------ Exercise input
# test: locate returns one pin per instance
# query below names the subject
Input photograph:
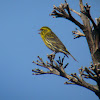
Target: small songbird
(53, 42)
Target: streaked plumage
(53, 42)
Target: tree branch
(60, 12)
(58, 68)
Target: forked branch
(58, 68)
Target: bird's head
(44, 30)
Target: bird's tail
(67, 53)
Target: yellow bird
(53, 42)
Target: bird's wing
(53, 40)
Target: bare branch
(60, 12)
(75, 11)
(78, 34)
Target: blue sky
(20, 44)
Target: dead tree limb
(92, 35)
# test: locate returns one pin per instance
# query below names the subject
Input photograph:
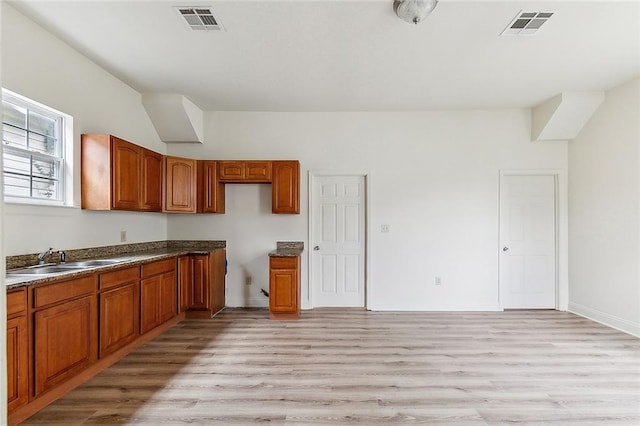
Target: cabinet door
(283, 294)
(184, 283)
(218, 259)
(258, 171)
(17, 363)
(65, 341)
(119, 317)
(200, 292)
(210, 189)
(149, 303)
(180, 185)
(286, 187)
(231, 170)
(168, 303)
(151, 188)
(125, 160)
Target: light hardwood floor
(341, 366)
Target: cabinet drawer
(16, 302)
(121, 276)
(258, 171)
(159, 267)
(58, 292)
(283, 262)
(231, 170)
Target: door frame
(313, 176)
(561, 230)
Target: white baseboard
(609, 320)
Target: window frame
(62, 157)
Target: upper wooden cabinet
(151, 196)
(245, 171)
(180, 184)
(210, 189)
(119, 175)
(285, 195)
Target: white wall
(604, 212)
(41, 67)
(434, 180)
(3, 294)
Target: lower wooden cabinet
(284, 287)
(158, 294)
(17, 350)
(184, 283)
(202, 283)
(119, 317)
(65, 341)
(119, 305)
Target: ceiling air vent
(527, 23)
(200, 18)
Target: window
(33, 151)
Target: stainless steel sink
(48, 269)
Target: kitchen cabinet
(180, 184)
(210, 188)
(119, 303)
(158, 293)
(284, 287)
(65, 331)
(285, 189)
(245, 171)
(202, 283)
(151, 195)
(17, 350)
(119, 175)
(184, 283)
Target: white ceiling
(352, 55)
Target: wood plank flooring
(345, 366)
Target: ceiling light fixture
(414, 11)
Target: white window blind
(33, 151)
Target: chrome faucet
(43, 256)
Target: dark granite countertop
(287, 249)
(285, 252)
(127, 259)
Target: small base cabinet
(119, 299)
(284, 287)
(202, 283)
(65, 331)
(17, 350)
(158, 294)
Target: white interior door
(528, 241)
(338, 241)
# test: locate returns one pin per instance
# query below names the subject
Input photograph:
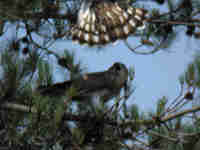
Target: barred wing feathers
(106, 22)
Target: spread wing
(104, 21)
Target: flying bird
(106, 85)
(100, 22)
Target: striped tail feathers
(107, 23)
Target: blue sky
(156, 75)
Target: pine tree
(30, 120)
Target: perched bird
(106, 85)
(104, 21)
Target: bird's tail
(106, 23)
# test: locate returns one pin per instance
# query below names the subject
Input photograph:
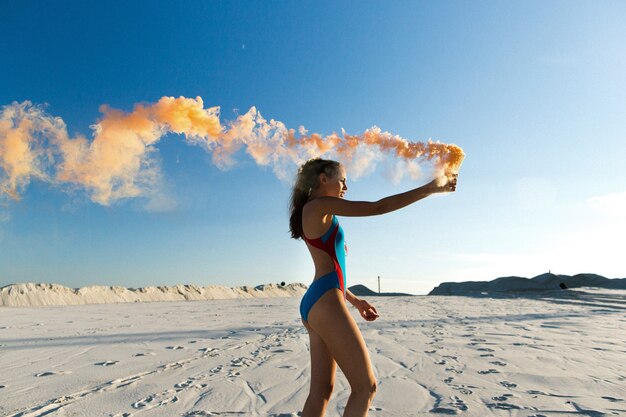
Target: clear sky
(534, 92)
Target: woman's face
(336, 186)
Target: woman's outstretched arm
(341, 207)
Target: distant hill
(30, 294)
(541, 282)
(362, 290)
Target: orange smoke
(120, 161)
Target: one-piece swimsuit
(332, 242)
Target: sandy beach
(558, 354)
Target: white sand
(31, 295)
(560, 355)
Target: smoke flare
(120, 160)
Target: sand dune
(553, 356)
(29, 294)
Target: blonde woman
(316, 201)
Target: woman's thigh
(330, 319)
(323, 366)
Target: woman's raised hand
(444, 183)
(367, 311)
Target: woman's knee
(323, 392)
(366, 387)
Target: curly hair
(306, 181)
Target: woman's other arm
(341, 207)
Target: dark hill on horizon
(543, 282)
(362, 290)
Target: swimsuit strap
(326, 242)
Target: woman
(316, 200)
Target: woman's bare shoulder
(340, 207)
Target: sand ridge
(533, 356)
(31, 294)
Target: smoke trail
(120, 161)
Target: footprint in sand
(504, 406)
(443, 410)
(50, 373)
(463, 389)
(458, 403)
(613, 400)
(508, 384)
(144, 402)
(184, 384)
(485, 350)
(207, 350)
(107, 363)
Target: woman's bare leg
(330, 319)
(323, 368)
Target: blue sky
(534, 92)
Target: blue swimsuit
(333, 244)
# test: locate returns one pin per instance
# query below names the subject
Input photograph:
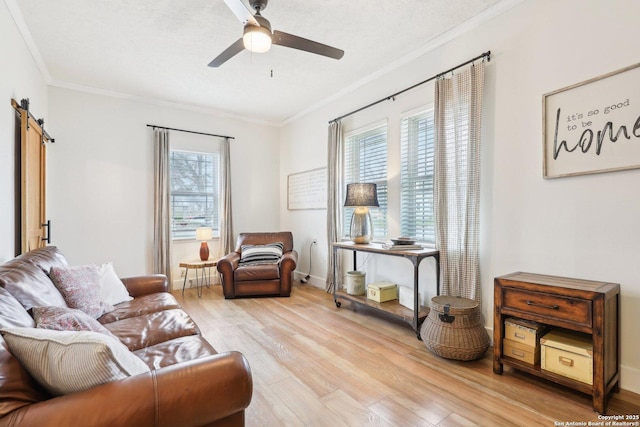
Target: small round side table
(200, 281)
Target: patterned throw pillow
(66, 362)
(261, 254)
(80, 288)
(66, 319)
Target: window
(365, 160)
(416, 176)
(194, 192)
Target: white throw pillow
(70, 361)
(112, 290)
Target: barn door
(35, 229)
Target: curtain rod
(390, 97)
(190, 131)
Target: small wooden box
(524, 331)
(382, 291)
(568, 354)
(518, 350)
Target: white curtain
(334, 197)
(227, 243)
(161, 204)
(458, 118)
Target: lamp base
(361, 230)
(204, 251)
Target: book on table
(391, 246)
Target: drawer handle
(536, 304)
(565, 361)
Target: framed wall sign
(593, 126)
(307, 190)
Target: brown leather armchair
(272, 279)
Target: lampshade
(362, 195)
(256, 39)
(204, 233)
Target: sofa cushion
(153, 328)
(12, 313)
(112, 290)
(66, 319)
(145, 304)
(269, 253)
(175, 351)
(29, 284)
(17, 387)
(68, 361)
(80, 287)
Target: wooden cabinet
(584, 306)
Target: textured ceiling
(159, 49)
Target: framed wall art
(593, 126)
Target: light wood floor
(317, 365)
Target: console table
(578, 305)
(414, 317)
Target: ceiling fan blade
(242, 13)
(229, 53)
(295, 42)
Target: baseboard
(630, 379)
(317, 282)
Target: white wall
(19, 78)
(585, 227)
(100, 194)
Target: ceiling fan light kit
(258, 37)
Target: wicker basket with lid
(453, 329)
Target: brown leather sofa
(189, 384)
(273, 279)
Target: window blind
(194, 181)
(416, 177)
(365, 160)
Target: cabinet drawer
(573, 310)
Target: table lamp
(362, 196)
(203, 234)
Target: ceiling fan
(257, 36)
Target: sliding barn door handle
(48, 237)
(536, 304)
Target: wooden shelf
(392, 308)
(537, 371)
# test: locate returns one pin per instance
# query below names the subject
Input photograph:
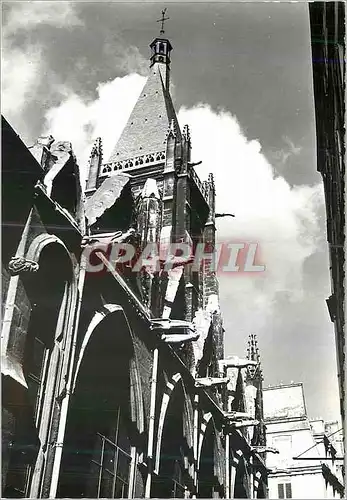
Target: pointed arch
(137, 407)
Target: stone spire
(95, 161)
(161, 49)
(254, 382)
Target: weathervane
(162, 21)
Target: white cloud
(82, 122)
(26, 69)
(281, 218)
(27, 15)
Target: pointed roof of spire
(150, 188)
(253, 354)
(146, 129)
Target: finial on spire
(96, 149)
(162, 20)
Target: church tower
(150, 174)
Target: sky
(242, 79)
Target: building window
(284, 490)
(111, 464)
(178, 488)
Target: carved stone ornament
(19, 265)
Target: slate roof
(147, 127)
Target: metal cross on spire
(162, 20)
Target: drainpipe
(65, 401)
(196, 444)
(251, 477)
(151, 423)
(227, 465)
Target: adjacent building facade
(327, 20)
(307, 456)
(114, 382)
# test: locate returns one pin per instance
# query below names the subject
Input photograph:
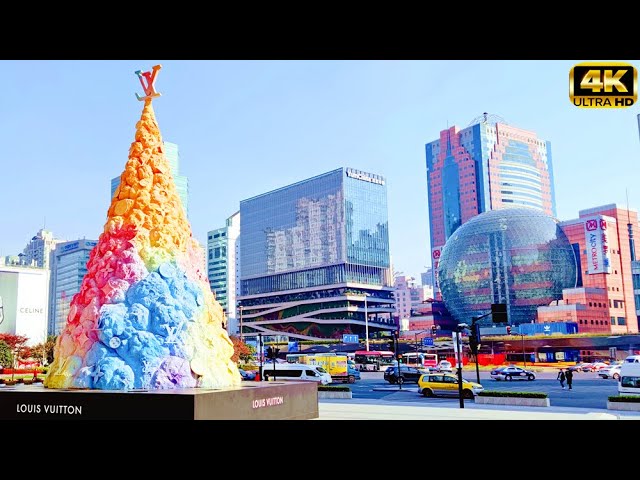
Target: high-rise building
(68, 268)
(222, 264)
(182, 183)
(37, 251)
(635, 272)
(24, 291)
(408, 295)
(427, 277)
(604, 300)
(486, 166)
(315, 258)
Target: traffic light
(499, 313)
(272, 353)
(474, 338)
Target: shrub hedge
(495, 393)
(333, 388)
(625, 398)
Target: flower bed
(524, 399)
(334, 391)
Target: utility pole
(460, 327)
(260, 354)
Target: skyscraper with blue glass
(486, 166)
(314, 258)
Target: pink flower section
(109, 276)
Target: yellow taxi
(432, 384)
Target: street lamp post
(260, 354)
(366, 323)
(459, 329)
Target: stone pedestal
(249, 401)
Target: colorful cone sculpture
(145, 317)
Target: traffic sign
(348, 338)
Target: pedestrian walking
(569, 376)
(561, 377)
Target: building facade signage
(435, 260)
(364, 176)
(597, 244)
(70, 246)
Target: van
(630, 376)
(297, 372)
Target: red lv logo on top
(147, 80)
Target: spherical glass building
(516, 256)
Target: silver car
(612, 371)
(512, 373)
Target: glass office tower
(315, 258)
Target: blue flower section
(143, 338)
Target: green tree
(6, 359)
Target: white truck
(630, 376)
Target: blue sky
(247, 127)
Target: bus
(420, 359)
(373, 360)
(296, 357)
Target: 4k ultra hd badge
(603, 85)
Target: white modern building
(409, 296)
(223, 263)
(24, 294)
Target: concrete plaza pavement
(355, 409)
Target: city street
(589, 390)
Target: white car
(612, 371)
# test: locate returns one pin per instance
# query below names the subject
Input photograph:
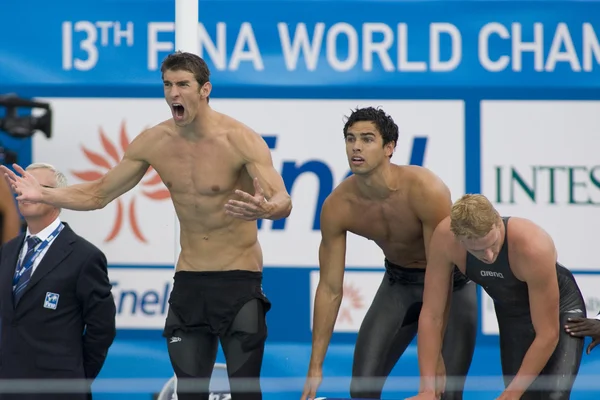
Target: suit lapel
(58, 251)
(10, 257)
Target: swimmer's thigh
(459, 339)
(557, 378)
(192, 356)
(243, 347)
(388, 328)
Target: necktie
(32, 242)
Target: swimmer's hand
(581, 327)
(506, 395)
(315, 376)
(425, 396)
(26, 187)
(250, 208)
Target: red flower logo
(107, 161)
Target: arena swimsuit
(511, 302)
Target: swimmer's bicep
(537, 267)
(332, 249)
(432, 204)
(438, 274)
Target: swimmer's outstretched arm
(328, 298)
(534, 260)
(85, 196)
(436, 305)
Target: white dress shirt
(42, 235)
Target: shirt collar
(44, 233)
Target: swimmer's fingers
(248, 198)
(11, 176)
(594, 343)
(238, 208)
(20, 170)
(238, 215)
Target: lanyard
(23, 268)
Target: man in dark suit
(57, 312)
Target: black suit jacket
(71, 341)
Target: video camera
(19, 126)
(22, 126)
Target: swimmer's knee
(366, 387)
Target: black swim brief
(416, 276)
(209, 301)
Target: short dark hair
(181, 61)
(385, 123)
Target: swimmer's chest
(208, 167)
(384, 222)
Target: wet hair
(473, 216)
(383, 122)
(181, 61)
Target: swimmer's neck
(37, 224)
(203, 124)
(379, 184)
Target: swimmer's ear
(205, 90)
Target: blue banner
(349, 44)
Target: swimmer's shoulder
(141, 146)
(422, 184)
(445, 242)
(525, 236)
(342, 197)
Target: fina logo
(492, 274)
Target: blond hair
(473, 216)
(61, 179)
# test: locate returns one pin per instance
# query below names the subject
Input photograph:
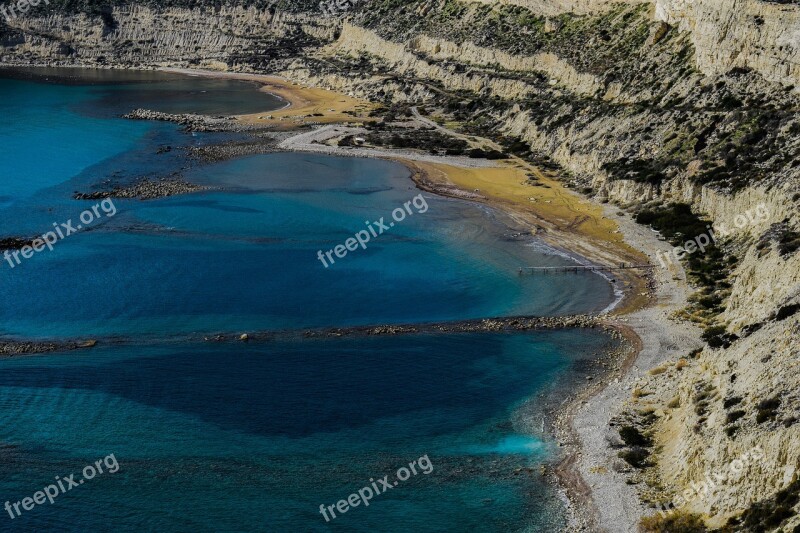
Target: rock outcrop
(688, 101)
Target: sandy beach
(590, 472)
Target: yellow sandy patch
(305, 101)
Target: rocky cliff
(641, 104)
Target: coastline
(599, 497)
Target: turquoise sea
(256, 436)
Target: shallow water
(254, 437)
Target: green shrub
(674, 522)
(633, 437)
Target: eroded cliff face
(673, 101)
(760, 35)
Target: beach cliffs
(640, 105)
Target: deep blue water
(255, 436)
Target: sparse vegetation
(673, 522)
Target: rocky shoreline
(190, 122)
(145, 189)
(17, 348)
(502, 324)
------------
**What is expected:**
With every picture left out, print exactly the lines from the one containing "Target: arena swimsuit" through the final line of the material above.

**Written solution:**
Target: arena swimsuit
(511, 302)
Target: swimmer's bicep
(537, 267)
(332, 249)
(432, 204)
(438, 274)
Target: swimmer's outstretched arm
(328, 298)
(534, 260)
(85, 196)
(436, 305)
Target: white dress shirt
(42, 235)
Target: shirt collar
(44, 233)
Target: swimmer's fingers
(248, 198)
(11, 176)
(594, 343)
(238, 208)
(20, 170)
(238, 215)
Target: lanyard
(23, 268)
Target: man in dark suit
(57, 312)
Target: black suit jacket
(71, 341)
Target: video camera
(19, 126)
(22, 126)
Target: swimmer's knee
(366, 387)
Target: black swim brief
(416, 276)
(209, 301)
Target: short dark hair
(181, 61)
(385, 123)
Target: swimmer's chest
(208, 167)
(384, 222)
Target: wet hair
(473, 216)
(383, 122)
(181, 61)
Target: swimmer's neck
(37, 224)
(203, 124)
(379, 184)
Target: swimmer's ear
(205, 90)
Target: blue banner
(349, 44)
Target: swimmer's shoulder
(141, 146)
(422, 184)
(445, 242)
(525, 236)
(342, 197)
Target: fina logo
(492, 274)
Target: blond hair
(473, 216)
(61, 179)
# test: locate returns one pin per instance
# query below names the subject
Input photograph:
Target: rock outcrop
(688, 101)
Target: sandy beach
(590, 472)
Target: yellow sandy patch
(305, 101)
Target: rocky cliff
(641, 104)
Target: coastline
(599, 497)
Target: turquoise sea
(256, 436)
Target: shallow water
(254, 437)
Target: green shrub
(674, 522)
(633, 437)
Target: eroded cliff face
(673, 101)
(760, 35)
Target: beach cliffs
(640, 105)
Target: deep blue water
(255, 436)
Target: sparse vegetation
(673, 522)
Target: rocky shoreline
(190, 122)
(145, 189)
(17, 348)
(502, 324)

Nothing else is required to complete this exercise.